Return each line below that contains the word "paper", copied in full, and treat uppercase and lowercase letters as different.

_Dataset content_
■ ■ ■ ■ ■ ■ ■
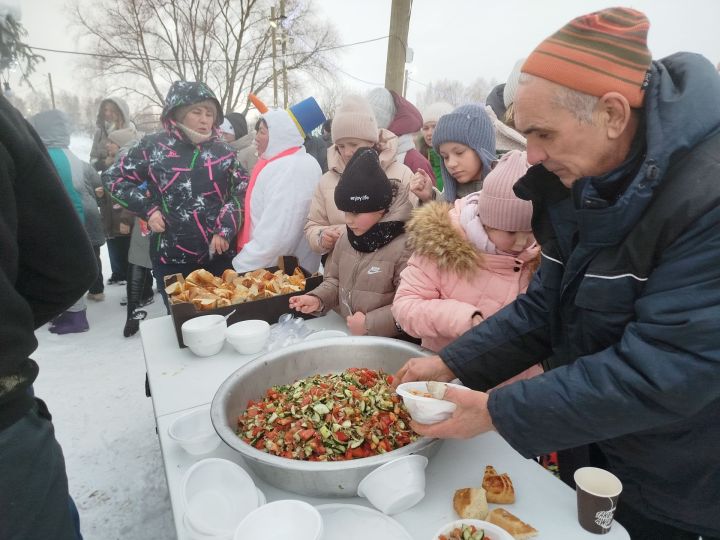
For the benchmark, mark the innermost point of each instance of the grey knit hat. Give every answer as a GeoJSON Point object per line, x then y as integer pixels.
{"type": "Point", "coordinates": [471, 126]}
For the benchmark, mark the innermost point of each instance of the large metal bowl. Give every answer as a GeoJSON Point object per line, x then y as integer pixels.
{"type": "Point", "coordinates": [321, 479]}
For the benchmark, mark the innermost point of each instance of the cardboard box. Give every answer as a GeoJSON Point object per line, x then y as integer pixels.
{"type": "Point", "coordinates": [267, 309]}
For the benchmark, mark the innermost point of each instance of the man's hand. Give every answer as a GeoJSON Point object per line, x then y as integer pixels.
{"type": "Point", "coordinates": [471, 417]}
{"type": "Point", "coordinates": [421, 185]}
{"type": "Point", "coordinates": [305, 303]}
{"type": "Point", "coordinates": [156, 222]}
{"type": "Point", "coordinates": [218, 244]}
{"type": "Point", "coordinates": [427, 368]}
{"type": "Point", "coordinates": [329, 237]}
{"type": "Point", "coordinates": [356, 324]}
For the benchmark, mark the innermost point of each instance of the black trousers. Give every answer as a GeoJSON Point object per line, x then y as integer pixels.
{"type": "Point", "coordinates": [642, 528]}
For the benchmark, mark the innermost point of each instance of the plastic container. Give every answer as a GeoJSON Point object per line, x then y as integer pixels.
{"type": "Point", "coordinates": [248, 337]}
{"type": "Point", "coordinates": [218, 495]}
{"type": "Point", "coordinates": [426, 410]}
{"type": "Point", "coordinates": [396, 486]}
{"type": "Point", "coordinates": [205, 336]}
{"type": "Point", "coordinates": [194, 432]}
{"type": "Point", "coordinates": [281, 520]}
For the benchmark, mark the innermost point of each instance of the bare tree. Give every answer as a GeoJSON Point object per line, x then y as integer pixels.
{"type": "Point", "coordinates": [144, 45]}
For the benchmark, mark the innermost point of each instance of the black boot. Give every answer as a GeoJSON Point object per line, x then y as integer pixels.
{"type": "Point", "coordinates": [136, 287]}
■ ■ ■ ■ ■ ■ ■
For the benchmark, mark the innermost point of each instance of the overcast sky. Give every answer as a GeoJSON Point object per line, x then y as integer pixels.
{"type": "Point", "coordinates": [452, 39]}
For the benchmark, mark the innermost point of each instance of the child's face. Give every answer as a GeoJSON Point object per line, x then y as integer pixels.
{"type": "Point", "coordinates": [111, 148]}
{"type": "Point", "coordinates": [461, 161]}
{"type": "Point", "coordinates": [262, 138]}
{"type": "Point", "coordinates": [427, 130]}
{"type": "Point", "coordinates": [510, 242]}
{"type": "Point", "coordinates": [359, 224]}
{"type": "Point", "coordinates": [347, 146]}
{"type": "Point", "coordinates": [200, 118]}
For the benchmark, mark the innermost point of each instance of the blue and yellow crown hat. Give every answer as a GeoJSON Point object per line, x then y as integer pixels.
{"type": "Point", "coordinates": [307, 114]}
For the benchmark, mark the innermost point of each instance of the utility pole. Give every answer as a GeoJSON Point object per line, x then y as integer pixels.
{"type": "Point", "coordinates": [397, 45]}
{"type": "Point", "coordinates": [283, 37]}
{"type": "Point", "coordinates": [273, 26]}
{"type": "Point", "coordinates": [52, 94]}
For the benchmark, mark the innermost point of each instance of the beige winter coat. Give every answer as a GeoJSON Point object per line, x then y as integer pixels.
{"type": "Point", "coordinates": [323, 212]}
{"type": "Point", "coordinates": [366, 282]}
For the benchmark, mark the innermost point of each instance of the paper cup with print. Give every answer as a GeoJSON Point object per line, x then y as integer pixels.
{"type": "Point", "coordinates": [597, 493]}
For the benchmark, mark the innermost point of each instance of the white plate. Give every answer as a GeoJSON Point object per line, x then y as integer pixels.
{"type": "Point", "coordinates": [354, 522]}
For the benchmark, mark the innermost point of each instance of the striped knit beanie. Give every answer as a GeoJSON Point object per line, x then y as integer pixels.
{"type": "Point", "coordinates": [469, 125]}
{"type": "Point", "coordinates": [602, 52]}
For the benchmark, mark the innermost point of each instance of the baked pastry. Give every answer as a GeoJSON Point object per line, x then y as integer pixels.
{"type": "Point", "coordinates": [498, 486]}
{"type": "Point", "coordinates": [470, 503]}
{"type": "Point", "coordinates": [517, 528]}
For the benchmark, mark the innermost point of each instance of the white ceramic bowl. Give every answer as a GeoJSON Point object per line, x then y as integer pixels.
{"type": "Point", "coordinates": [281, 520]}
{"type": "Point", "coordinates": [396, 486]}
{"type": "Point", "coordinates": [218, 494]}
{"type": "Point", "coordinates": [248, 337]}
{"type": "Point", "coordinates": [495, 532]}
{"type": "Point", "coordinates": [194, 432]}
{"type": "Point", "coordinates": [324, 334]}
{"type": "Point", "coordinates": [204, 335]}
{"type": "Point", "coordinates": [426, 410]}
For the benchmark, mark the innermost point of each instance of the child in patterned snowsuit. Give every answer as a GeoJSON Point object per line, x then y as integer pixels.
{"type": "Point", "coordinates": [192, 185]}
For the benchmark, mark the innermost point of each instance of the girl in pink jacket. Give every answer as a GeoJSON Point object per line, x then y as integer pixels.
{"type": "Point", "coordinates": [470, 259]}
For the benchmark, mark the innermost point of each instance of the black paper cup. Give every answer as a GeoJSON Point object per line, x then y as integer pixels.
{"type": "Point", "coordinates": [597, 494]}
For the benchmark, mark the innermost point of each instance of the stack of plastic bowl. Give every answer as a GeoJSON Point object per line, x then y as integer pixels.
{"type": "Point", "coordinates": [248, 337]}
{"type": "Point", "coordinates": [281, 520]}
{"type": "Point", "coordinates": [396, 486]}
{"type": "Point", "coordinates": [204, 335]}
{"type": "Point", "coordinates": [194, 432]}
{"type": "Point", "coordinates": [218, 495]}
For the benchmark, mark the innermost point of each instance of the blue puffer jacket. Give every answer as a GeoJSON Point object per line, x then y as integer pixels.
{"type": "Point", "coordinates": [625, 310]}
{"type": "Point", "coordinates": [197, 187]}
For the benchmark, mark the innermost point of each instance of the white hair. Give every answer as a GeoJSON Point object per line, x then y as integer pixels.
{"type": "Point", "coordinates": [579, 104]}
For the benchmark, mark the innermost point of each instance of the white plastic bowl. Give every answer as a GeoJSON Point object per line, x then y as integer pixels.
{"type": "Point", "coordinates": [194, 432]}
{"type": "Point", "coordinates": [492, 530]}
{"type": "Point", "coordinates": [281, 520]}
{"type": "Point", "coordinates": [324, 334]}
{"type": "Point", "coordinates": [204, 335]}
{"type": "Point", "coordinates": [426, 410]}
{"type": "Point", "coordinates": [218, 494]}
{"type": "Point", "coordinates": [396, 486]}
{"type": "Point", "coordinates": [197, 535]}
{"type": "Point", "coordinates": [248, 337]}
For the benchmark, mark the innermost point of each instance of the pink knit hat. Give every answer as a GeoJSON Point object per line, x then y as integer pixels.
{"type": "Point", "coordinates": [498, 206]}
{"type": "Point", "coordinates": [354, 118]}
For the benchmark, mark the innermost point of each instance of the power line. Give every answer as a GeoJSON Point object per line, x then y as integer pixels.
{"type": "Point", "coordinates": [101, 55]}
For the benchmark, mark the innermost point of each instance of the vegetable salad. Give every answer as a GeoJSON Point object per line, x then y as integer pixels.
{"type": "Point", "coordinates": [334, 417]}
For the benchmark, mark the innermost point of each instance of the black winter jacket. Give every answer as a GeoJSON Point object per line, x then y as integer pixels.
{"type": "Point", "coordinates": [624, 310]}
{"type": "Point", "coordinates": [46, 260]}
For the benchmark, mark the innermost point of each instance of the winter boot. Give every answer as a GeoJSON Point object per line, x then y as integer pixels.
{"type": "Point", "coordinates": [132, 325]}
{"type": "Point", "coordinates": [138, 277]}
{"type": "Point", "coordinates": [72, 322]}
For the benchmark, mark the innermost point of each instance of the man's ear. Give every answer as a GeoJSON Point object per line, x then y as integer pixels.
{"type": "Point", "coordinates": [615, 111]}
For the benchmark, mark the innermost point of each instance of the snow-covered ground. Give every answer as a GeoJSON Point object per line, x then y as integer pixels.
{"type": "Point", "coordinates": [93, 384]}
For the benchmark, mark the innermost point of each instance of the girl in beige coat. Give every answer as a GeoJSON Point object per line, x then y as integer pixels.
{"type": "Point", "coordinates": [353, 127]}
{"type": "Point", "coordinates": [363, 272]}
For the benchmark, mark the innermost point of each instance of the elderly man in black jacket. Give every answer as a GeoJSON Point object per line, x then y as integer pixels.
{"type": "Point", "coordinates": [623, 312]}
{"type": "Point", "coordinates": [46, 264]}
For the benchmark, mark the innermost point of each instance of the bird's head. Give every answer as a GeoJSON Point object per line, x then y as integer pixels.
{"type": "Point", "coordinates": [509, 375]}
■ ■ ■ ■ ■ ■ ■
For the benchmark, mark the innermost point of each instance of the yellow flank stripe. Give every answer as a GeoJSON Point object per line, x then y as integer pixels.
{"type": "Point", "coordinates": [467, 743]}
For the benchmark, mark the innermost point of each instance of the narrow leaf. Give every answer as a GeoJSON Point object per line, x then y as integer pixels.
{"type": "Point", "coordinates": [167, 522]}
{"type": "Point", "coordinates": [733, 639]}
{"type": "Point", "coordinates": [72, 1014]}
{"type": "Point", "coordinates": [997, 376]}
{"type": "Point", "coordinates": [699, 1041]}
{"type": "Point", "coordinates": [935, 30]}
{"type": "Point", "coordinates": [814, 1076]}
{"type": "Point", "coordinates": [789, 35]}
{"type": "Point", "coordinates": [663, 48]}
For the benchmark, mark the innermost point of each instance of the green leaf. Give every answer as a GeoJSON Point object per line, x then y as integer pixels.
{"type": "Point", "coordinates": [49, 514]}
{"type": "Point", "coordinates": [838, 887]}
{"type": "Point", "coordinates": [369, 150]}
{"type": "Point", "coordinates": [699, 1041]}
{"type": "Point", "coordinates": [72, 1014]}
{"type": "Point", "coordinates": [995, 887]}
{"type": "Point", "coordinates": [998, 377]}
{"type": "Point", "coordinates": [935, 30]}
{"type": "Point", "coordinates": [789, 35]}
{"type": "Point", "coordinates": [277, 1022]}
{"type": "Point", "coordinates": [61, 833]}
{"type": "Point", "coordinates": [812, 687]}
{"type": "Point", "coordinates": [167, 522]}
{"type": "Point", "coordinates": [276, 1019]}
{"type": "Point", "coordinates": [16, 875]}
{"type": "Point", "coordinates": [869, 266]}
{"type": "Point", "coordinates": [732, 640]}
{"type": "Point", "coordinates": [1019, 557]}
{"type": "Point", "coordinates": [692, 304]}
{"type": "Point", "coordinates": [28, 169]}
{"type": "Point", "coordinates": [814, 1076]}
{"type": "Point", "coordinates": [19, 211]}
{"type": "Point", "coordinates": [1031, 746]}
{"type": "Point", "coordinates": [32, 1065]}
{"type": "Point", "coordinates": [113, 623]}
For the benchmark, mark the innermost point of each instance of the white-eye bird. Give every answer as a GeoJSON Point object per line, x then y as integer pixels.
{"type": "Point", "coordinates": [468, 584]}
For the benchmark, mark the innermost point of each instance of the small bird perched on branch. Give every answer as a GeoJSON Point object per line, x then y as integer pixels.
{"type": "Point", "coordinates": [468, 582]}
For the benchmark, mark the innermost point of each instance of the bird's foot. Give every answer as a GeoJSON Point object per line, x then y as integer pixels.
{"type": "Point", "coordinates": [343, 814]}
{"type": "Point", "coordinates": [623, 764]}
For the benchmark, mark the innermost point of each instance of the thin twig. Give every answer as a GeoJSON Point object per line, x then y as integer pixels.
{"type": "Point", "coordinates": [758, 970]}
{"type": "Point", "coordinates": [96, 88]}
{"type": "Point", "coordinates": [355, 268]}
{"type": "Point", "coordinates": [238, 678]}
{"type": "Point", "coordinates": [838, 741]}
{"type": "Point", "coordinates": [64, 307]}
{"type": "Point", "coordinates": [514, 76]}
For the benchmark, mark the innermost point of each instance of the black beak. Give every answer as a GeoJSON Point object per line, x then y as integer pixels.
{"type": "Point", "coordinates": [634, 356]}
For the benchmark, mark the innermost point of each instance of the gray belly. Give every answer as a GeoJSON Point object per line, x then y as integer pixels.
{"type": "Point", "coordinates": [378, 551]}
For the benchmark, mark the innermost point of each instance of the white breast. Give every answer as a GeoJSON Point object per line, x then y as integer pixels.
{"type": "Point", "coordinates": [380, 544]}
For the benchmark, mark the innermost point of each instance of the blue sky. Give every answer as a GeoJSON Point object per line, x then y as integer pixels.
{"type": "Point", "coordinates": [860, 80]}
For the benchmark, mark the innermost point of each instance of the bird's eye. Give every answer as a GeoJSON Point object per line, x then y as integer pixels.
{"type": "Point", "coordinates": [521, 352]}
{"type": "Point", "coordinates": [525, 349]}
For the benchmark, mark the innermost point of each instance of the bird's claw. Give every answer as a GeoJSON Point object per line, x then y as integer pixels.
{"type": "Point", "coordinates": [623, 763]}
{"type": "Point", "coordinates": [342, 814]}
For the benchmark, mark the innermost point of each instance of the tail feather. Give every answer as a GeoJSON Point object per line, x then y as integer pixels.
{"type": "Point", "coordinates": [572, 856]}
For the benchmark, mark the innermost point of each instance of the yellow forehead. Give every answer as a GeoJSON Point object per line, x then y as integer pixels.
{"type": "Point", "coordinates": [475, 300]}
■ ■ ■ ■ ■ ■ ■
_Correct answer_
For the benchmark, mark the innermost point of each instance of the paper cup with print. Give every answer as a GeoJSON Point object per line, x then y as integer pixels.
For the benchmark, mark the innermost point of each instance of the black paper cup. Give every answer as a GeoJSON Point object per line, x then y as integer pixels.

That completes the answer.